/---

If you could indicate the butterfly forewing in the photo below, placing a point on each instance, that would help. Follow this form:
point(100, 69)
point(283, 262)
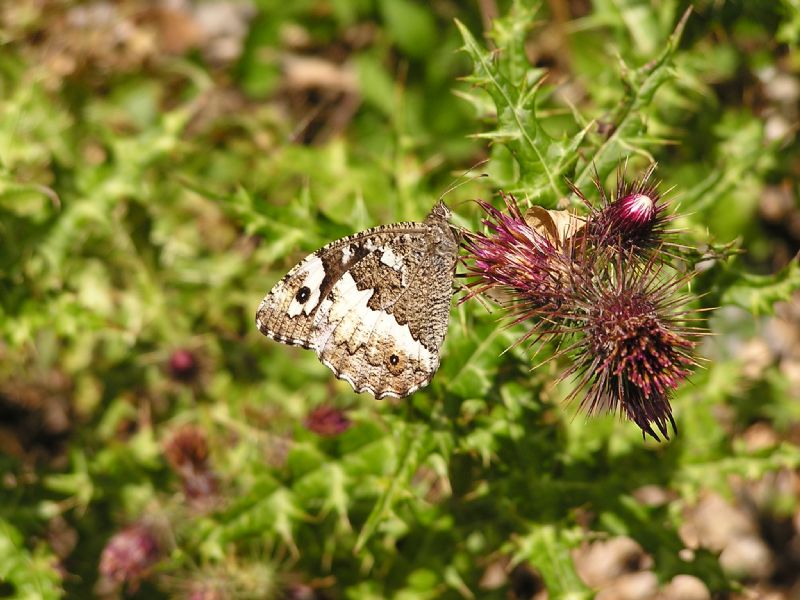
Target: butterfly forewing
point(374, 306)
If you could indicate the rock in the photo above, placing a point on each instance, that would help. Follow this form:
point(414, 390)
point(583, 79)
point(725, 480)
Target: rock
point(686, 587)
point(747, 556)
point(713, 523)
point(599, 563)
point(632, 586)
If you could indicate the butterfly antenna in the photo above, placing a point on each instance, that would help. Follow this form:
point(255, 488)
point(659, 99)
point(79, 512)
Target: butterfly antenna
point(463, 179)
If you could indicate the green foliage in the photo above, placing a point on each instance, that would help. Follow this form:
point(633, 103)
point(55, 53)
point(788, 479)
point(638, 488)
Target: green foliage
point(147, 209)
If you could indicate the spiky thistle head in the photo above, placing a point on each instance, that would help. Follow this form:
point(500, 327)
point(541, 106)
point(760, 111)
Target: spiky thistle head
point(512, 256)
point(603, 291)
point(630, 342)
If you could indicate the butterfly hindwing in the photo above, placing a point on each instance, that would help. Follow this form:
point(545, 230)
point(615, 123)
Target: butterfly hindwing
point(374, 306)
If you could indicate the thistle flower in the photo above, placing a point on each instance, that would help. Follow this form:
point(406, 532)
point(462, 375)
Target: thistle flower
point(187, 453)
point(327, 421)
point(513, 256)
point(629, 349)
point(616, 316)
point(634, 218)
point(129, 556)
point(183, 365)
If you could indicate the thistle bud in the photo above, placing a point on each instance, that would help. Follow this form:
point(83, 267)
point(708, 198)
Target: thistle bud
point(512, 255)
point(327, 421)
point(183, 365)
point(129, 555)
point(187, 453)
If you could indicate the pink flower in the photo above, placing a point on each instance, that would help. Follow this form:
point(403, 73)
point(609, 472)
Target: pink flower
point(129, 555)
point(327, 421)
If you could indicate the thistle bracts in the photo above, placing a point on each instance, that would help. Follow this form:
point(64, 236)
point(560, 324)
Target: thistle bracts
point(633, 218)
point(604, 290)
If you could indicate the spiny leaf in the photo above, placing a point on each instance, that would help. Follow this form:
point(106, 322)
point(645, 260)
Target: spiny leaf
point(641, 86)
point(547, 548)
point(759, 293)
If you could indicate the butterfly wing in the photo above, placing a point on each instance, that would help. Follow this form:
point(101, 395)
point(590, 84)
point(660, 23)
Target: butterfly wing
point(386, 338)
point(374, 306)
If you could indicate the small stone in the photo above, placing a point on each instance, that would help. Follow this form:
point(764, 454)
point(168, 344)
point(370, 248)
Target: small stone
point(713, 523)
point(183, 365)
point(632, 586)
point(747, 556)
point(601, 563)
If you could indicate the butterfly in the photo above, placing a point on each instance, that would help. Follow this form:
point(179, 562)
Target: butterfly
point(374, 306)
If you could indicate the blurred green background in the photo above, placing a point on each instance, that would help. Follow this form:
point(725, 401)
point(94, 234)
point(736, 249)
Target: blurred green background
point(162, 164)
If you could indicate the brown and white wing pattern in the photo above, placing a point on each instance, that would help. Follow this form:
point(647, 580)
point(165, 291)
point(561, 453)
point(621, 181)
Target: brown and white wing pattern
point(374, 306)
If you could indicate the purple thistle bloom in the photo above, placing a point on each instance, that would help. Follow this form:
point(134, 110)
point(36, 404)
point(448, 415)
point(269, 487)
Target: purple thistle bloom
point(633, 218)
point(512, 255)
point(129, 555)
point(188, 454)
point(327, 421)
point(614, 315)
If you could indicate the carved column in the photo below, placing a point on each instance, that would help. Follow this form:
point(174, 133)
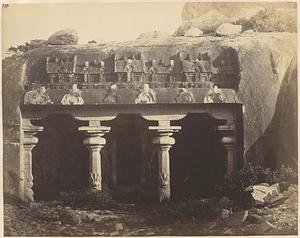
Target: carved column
point(94, 141)
point(114, 176)
point(29, 141)
point(226, 136)
point(164, 142)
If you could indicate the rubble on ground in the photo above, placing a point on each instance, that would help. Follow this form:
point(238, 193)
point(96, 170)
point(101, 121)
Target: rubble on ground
point(183, 217)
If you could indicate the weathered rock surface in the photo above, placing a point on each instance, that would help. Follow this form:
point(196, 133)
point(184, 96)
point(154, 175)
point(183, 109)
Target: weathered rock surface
point(207, 23)
point(64, 37)
point(265, 194)
point(193, 32)
point(267, 87)
point(228, 29)
point(271, 16)
point(263, 17)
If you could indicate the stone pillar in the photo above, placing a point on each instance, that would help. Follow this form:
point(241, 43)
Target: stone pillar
point(94, 141)
point(29, 141)
point(164, 142)
point(114, 176)
point(226, 137)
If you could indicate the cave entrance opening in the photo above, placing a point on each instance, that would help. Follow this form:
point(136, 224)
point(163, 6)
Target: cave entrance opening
point(198, 160)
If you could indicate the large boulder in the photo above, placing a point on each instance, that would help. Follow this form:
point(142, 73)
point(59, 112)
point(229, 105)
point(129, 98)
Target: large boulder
point(64, 37)
point(193, 10)
point(228, 29)
point(207, 23)
point(210, 21)
point(263, 17)
point(150, 35)
point(194, 32)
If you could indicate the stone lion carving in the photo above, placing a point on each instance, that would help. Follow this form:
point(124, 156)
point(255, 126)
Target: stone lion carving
point(73, 97)
point(184, 96)
point(112, 96)
point(146, 96)
point(215, 95)
point(37, 96)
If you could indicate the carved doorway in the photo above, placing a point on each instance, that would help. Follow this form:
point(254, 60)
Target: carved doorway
point(129, 146)
point(197, 158)
point(59, 160)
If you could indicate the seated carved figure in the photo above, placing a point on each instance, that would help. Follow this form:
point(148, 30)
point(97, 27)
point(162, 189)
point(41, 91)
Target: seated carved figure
point(73, 97)
point(37, 96)
point(146, 96)
point(112, 96)
point(215, 95)
point(184, 96)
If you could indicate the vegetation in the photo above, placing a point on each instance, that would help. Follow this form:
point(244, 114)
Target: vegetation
point(234, 185)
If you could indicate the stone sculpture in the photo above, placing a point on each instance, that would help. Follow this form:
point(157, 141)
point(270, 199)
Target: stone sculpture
point(129, 70)
point(146, 96)
point(184, 96)
point(153, 71)
point(73, 97)
point(112, 96)
point(101, 71)
point(215, 95)
point(37, 96)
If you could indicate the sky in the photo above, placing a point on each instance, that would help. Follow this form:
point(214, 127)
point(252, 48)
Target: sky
point(93, 21)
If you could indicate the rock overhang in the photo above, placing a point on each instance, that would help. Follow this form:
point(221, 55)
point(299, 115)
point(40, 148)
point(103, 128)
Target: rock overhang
point(174, 69)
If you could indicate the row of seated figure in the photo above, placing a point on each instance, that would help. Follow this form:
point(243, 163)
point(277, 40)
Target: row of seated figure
point(123, 69)
point(145, 95)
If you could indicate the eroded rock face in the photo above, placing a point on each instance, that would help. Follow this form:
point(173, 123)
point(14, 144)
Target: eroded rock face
point(193, 32)
point(64, 37)
point(267, 86)
point(262, 17)
point(207, 23)
point(228, 29)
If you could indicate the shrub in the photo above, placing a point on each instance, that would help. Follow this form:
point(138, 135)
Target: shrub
point(234, 184)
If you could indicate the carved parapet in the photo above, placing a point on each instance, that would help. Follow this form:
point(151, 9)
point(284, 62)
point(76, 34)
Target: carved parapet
point(94, 141)
point(29, 141)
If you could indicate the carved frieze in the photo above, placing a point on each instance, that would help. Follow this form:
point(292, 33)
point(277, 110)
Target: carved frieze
point(73, 97)
point(112, 96)
point(184, 96)
point(146, 96)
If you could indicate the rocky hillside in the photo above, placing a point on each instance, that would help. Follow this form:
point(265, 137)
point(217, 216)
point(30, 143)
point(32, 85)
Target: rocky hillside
point(262, 17)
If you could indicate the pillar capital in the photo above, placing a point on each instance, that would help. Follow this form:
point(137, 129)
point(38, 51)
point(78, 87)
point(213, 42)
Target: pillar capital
point(227, 139)
point(94, 141)
point(163, 140)
point(28, 142)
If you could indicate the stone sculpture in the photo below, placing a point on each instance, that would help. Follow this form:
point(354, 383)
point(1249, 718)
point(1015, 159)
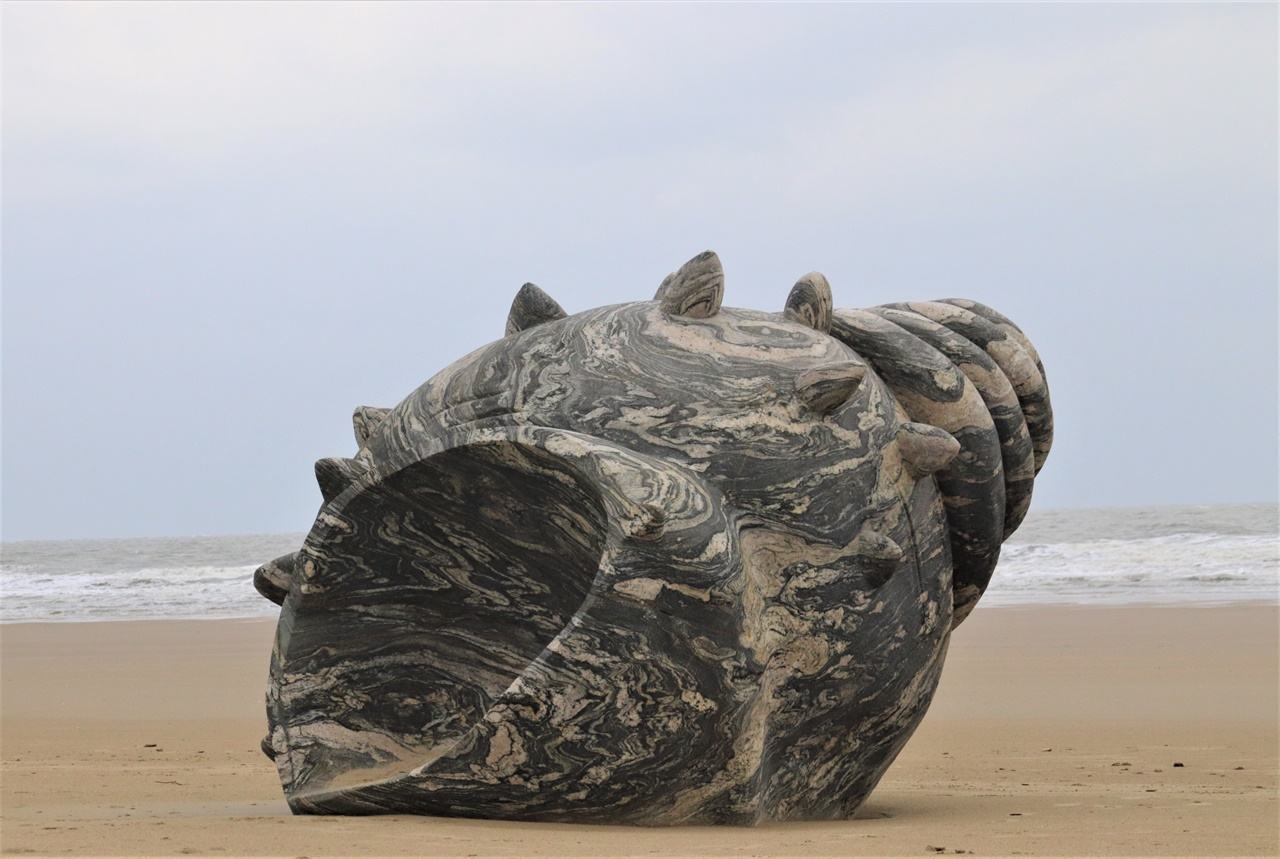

\---

→ Directive:
Extract each line of the entries above that contains the word "weathered", copying every such line in full.

→ Result below:
If you could indicate the weathered rock surface in the photo above, placing a point on each instance, that would help. Follow this form:
Target: weathered rock surface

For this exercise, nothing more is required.